Exercise →
Your task is to output the data exactly as it stands.

[Point placement records]
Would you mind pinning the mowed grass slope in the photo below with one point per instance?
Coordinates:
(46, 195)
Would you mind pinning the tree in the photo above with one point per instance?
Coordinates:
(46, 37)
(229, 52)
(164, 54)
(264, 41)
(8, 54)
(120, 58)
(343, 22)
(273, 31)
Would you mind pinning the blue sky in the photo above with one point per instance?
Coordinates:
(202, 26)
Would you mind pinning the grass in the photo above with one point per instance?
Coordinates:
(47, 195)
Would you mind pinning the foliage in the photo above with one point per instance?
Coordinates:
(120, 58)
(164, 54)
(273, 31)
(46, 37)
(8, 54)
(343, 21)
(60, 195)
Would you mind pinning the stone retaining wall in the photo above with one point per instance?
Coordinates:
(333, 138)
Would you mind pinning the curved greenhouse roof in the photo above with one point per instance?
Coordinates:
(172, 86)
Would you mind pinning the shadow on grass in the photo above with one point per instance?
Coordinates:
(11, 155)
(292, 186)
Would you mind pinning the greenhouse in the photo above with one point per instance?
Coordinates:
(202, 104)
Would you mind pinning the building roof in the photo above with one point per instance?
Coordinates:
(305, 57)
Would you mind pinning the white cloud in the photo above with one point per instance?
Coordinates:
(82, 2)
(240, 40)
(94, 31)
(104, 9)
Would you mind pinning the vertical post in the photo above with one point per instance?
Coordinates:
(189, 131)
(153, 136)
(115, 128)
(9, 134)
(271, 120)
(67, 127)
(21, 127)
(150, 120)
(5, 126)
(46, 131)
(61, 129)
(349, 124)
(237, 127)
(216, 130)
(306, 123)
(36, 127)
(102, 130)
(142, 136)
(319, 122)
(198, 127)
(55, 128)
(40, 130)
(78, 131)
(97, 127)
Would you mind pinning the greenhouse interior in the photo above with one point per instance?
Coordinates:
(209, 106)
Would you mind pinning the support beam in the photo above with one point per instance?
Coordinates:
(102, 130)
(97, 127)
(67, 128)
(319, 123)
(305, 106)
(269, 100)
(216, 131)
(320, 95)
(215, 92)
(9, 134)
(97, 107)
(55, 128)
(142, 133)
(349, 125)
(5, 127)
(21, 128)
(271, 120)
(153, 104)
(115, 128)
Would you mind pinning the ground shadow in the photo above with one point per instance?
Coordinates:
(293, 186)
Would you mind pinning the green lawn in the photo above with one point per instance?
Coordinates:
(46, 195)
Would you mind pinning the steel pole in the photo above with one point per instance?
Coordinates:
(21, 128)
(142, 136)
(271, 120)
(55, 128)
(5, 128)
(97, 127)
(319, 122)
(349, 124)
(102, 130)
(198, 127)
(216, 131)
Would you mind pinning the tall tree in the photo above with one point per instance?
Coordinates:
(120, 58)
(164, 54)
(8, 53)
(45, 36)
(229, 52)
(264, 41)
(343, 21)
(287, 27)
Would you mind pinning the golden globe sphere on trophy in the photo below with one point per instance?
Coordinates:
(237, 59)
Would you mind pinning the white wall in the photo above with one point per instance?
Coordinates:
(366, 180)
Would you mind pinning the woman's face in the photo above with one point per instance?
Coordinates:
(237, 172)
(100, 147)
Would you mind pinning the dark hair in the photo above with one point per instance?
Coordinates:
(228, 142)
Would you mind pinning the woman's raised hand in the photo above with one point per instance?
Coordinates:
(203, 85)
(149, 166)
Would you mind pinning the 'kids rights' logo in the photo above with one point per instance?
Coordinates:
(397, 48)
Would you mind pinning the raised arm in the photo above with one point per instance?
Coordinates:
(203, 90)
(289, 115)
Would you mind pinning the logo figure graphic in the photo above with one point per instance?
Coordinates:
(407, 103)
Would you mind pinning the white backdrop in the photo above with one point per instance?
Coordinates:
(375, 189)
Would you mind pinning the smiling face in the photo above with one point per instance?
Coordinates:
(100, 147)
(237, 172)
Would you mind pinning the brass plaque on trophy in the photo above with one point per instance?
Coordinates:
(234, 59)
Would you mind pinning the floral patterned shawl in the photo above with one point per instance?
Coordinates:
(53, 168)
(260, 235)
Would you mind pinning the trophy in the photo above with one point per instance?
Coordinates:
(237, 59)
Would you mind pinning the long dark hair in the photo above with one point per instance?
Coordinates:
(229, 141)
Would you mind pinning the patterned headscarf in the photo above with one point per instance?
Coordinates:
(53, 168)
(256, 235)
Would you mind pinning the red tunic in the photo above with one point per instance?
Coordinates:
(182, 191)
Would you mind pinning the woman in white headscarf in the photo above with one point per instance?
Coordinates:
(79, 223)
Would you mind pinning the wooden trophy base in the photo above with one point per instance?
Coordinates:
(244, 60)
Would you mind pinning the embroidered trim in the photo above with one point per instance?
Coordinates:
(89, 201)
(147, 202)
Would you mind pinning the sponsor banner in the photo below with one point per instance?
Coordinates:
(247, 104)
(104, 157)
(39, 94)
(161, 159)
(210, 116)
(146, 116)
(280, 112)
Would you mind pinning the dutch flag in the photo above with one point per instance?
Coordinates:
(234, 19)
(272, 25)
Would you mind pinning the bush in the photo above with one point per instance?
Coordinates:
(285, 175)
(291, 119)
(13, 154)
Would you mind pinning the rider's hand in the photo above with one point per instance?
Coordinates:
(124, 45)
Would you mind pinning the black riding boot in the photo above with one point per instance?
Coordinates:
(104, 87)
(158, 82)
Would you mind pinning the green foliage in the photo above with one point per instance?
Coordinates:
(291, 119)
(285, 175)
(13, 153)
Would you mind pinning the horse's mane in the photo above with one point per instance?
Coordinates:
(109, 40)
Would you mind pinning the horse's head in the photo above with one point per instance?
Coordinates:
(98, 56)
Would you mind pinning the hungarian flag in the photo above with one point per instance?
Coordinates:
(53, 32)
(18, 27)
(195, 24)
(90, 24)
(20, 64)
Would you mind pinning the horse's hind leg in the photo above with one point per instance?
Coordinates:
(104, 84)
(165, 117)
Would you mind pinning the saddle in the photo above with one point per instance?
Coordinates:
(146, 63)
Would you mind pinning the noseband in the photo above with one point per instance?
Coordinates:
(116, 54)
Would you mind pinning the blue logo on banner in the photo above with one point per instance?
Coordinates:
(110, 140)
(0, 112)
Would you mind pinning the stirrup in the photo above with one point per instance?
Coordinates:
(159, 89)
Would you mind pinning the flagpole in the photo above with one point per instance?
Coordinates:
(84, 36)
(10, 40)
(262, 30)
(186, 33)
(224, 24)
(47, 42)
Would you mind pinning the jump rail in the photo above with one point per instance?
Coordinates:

Answer to this task →
Would you mind pinning the mowed grass slope in the photo below with one point per instance?
Coordinates:
(46, 195)
Would you mind pinning the tree in the photo above with one point per instance?
Coordinates:
(46, 37)
(229, 52)
(164, 54)
(264, 41)
(8, 54)
(120, 58)
(343, 22)
(273, 31)
Would you mind pinning the blue sky in the photo above with one point per instance?
Coordinates:
(202, 26)
Would you mind pinning the grass in the photo above with one point per instance?
Coordinates:
(47, 195)
Would you mind pinning the foliage in the photo above with one point per instance?
Coordinates:
(120, 58)
(164, 54)
(273, 31)
(46, 37)
(8, 54)
(343, 21)
(60, 195)
Would you mind pinning the stone retaining wall in the photo above with one point per instance?
Coordinates:
(333, 138)
Would you mind pinning the curved greenhouse roof in the photo above with one point per instance?
Coordinates:
(172, 86)
Would you mind pinning the shadow on grass in the photo above with one point per instance?
Coordinates:
(11, 155)
(292, 186)
Would you mind pinning the greenhouse in the photo above with one point per instance?
Coordinates:
(202, 104)
Would you mind pinning the building roof in the photo above with one point per instance?
Coordinates:
(305, 57)
Would you mind pinning the white cloud in the photo above with one point per instance?
Coordinates:
(82, 2)
(240, 40)
(94, 31)
(104, 9)
Would you mind pinning the vertical post in the photo above with one point per instance?
Coordinates:
(189, 131)
(153, 136)
(115, 128)
(9, 134)
(271, 120)
(67, 127)
(21, 127)
(150, 120)
(5, 126)
(46, 131)
(61, 129)
(349, 124)
(237, 127)
(216, 130)
(306, 123)
(36, 127)
(102, 130)
(142, 136)
(319, 122)
(198, 127)
(55, 128)
(40, 130)
(78, 131)
(97, 127)
Would you mind pinning the greenhouse interior in the photo above with one point per instance?
Coordinates:
(209, 106)
Would you mind pinning the support beam in the photo above with one point per instance?
Coordinates:
(102, 130)
(97, 127)
(67, 128)
(319, 123)
(305, 106)
(269, 100)
(216, 131)
(320, 95)
(215, 92)
(9, 134)
(97, 107)
(55, 128)
(142, 133)
(349, 125)
(5, 127)
(21, 128)
(271, 120)
(153, 104)
(115, 128)
Would you mind pinning the ground shadow in the photo above with one point per instance?
Coordinates:
(293, 186)
Would you mind pinning the green lawn in the photo above with one point per instance?
Coordinates:
(46, 195)
Would you mind pinning the steel pole in the photo above with one point per instance?
Coordinates:
(21, 128)
(142, 136)
(271, 120)
(55, 128)
(5, 128)
(97, 127)
(319, 122)
(349, 124)
(102, 130)
(198, 127)
(216, 131)
Would you mind pinning the tall tree in the photo above with one point per instance?
Coordinates:
(120, 58)
(164, 54)
(8, 53)
(45, 36)
(229, 52)
(264, 41)
(343, 21)
(287, 27)
Would you mind pinning the golden globe sphere on trophy in the photo below with one point per instance?
Coordinates:
(237, 59)
Would you mind pinning the white wall in the photo above with one point per instance?
Coordinates:
(366, 180)
Would you mind pinning the woman's face in the photo above with one point per instance?
Coordinates:
(237, 172)
(100, 147)
Would you mind pinning the dark hair in the photo above with one point per instance?
Coordinates:
(228, 142)
Would you mind pinning the woman's raised hand in the photo above with one point per instance?
Coordinates:
(203, 85)
(149, 166)
Would you mind pinning the 'kids rights' logo in the photo above with one point per instance?
Coordinates:
(397, 48)
Would you mind pinning the raised arm in the photo above with one point per instance?
Coordinates:
(203, 90)
(289, 115)
Would you mind pinning the logo figure graphic in the photo above with one point per instance?
Coordinates:
(407, 103)
Would you mind pinning the white backdrop in the photo above with one point per instance?
Coordinates:
(375, 189)
Would you mind pinning the smiling face in the photo above with one point per instance?
Coordinates:
(100, 147)
(237, 172)
Would you mind pinning the brass plaque on trophy in the photo above with one point per instance?
Coordinates:
(234, 59)
Would you mind pinning the floral patterned shawl in the photo above with one point per instance?
Coordinates:
(53, 168)
(260, 235)
Would you mind pinning the trophy in the photo above with one point per instance?
Coordinates:
(237, 59)
Would you mind pinning the long dark hair in the photo above with one point per instance?
Coordinates:
(229, 141)
Would you mind pinning the patterned headscarf in the photo above with one point per instance?
Coordinates:
(53, 168)
(256, 235)
Would you mind pinning the red tunic in the photo above with one point per instance?
Coordinates:
(182, 191)
Would you mind pinning the woman in white headscarf in the photo above with one point per instance?
Coordinates:
(79, 223)
Would you mind pinning the wooden trophy base in the photo above with one point per instance?
Coordinates:
(244, 60)
Would you mind pinning the embroidered trim in the photo above with one point per instance?
Coordinates:
(89, 201)
(147, 202)
Would you mind pinning the sponsor banner in the photo below with one point per instance?
Coordinates:
(247, 104)
(104, 157)
(39, 94)
(161, 159)
(210, 116)
(146, 116)
(280, 112)
Would you mind pinning the dutch flag in the photo above with one point per instance?
Coordinates:
(234, 19)
(272, 25)
Would you mind pinning the bush in the photo above with one point per instance?
Coordinates:
(285, 175)
(291, 119)
(13, 154)
Would you mind pinning the rider's hand in the photo above with one point per instance?
Coordinates:
(124, 45)
Would you mind pinning the black riding boot in the photo above with one point per instance?
Coordinates:
(104, 87)
(158, 82)
Would you mind pinning the green foliage in the photo above with one point per instance?
Coordinates:
(291, 119)
(285, 175)
(13, 153)
Would you mind pinning the horse's mane in the photo above with one point per instance?
Coordinates:
(109, 40)
Would you mind pinning the horse's head in the photo above with one point per instance?
Coordinates:
(98, 56)
Would you mind pinning the hungarian flag in the photo above with one point per instance?
Coordinates:
(53, 32)
(18, 27)
(195, 24)
(90, 24)
(20, 64)
Would you mind pinning the horse's hind leg in the photo above with one point per instance?
Coordinates:
(104, 84)
(165, 117)
Would you mind pinning the saddle in the photo above with one point per instance?
Coordinates:
(146, 63)
Would you mind pinning the noseband in the photo above with one point per instance?
Coordinates:
(116, 54)
Would you mind pinning the blue logo on banner in the photo above with one point per instance?
Coordinates:
(110, 140)
(0, 112)
Would you mind pinning the stirrup in the photo above with one point per instance?
Coordinates:
(159, 89)
Would you mind pinning the flagpole in the photo above with one point per instance?
Coordinates:
(84, 36)
(10, 40)
(262, 30)
(186, 33)
(224, 24)
(47, 42)
Would you mind pinning the jump rail in the photo above with one point per instance?
Coordinates:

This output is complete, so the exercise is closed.